GOAL => Reproduce verbatim the rows below, starting with the line that contains "duffel bag in the photo above." and continuing through the end of the rows, both ends included.

Extracted records
════════════════
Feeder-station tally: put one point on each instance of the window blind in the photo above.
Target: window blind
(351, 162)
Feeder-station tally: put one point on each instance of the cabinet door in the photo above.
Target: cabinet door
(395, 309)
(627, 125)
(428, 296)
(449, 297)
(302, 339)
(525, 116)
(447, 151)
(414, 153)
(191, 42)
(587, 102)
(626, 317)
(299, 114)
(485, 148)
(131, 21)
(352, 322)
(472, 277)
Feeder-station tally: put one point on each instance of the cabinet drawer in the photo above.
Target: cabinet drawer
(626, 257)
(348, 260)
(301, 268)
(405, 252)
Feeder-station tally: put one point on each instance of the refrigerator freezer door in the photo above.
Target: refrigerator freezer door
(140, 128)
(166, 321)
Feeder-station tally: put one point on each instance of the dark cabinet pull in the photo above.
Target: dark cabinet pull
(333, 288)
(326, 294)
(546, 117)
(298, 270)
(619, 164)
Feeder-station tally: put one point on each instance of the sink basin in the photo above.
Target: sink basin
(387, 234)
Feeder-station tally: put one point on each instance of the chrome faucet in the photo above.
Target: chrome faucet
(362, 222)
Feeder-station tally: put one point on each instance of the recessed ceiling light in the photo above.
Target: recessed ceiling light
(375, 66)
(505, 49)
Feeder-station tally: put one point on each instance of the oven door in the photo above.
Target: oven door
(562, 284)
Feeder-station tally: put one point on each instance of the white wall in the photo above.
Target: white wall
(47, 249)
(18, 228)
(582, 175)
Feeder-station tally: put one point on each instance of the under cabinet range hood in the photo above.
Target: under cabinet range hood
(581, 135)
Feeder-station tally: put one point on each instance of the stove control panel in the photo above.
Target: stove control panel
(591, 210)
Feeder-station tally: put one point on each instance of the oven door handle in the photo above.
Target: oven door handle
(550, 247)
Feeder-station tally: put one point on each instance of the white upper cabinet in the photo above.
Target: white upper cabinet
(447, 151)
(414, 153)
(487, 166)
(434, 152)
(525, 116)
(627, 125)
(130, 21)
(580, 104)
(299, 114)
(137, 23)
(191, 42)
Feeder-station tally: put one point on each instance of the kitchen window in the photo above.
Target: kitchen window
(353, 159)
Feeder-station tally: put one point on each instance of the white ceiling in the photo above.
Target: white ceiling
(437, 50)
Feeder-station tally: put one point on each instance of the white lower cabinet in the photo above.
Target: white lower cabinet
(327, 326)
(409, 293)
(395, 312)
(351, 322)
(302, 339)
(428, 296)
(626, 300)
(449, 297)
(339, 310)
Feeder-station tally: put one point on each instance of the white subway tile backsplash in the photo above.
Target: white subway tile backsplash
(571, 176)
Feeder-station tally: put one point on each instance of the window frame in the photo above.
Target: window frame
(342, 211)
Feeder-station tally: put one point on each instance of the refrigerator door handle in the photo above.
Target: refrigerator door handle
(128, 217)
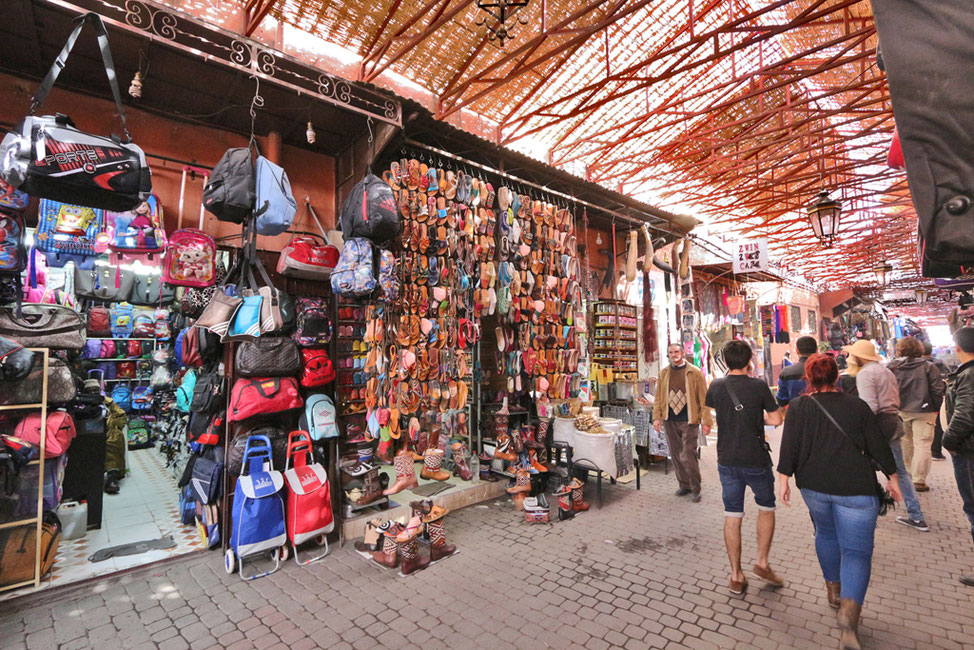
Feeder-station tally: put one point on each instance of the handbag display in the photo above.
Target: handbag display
(268, 356)
(263, 396)
(16, 361)
(48, 157)
(43, 326)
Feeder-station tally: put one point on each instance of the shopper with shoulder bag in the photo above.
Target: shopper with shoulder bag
(832, 445)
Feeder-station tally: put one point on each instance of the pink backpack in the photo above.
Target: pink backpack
(190, 259)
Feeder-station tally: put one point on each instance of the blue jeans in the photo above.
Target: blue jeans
(734, 481)
(906, 483)
(844, 530)
(964, 473)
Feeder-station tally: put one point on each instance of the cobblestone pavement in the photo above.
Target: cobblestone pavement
(648, 570)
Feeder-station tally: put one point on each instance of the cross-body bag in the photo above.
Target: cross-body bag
(738, 406)
(885, 500)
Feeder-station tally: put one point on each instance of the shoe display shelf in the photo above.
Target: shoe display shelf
(614, 328)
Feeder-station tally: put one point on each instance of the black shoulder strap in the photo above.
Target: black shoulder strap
(62, 58)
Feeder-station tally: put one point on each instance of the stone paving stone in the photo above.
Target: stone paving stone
(647, 570)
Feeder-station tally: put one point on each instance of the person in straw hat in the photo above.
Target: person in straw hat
(877, 386)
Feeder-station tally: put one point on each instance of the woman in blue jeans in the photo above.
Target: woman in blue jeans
(825, 429)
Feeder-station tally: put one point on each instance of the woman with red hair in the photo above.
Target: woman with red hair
(827, 441)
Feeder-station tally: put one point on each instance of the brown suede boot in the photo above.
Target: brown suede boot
(405, 473)
(431, 466)
(848, 618)
(833, 589)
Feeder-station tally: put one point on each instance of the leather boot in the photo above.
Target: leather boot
(578, 504)
(503, 449)
(833, 589)
(431, 466)
(848, 618)
(439, 549)
(460, 467)
(410, 559)
(522, 483)
(564, 495)
(405, 473)
(387, 556)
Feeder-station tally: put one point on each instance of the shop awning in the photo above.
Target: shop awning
(725, 269)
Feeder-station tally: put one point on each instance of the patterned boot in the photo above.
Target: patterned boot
(439, 549)
(564, 495)
(431, 466)
(411, 559)
(405, 473)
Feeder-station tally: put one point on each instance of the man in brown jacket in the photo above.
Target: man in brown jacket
(681, 393)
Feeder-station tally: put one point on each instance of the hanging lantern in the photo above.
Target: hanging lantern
(823, 215)
(882, 271)
(135, 88)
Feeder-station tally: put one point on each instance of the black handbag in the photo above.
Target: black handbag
(268, 356)
(48, 157)
(16, 361)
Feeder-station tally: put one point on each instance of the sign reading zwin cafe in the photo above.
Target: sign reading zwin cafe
(751, 256)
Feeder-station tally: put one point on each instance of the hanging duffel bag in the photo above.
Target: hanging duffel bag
════════════════
RESPONSE =>
Feeder-station tally: put one point on each instance of the hanging duffel bag in the photo above.
Target: hanging duffel bag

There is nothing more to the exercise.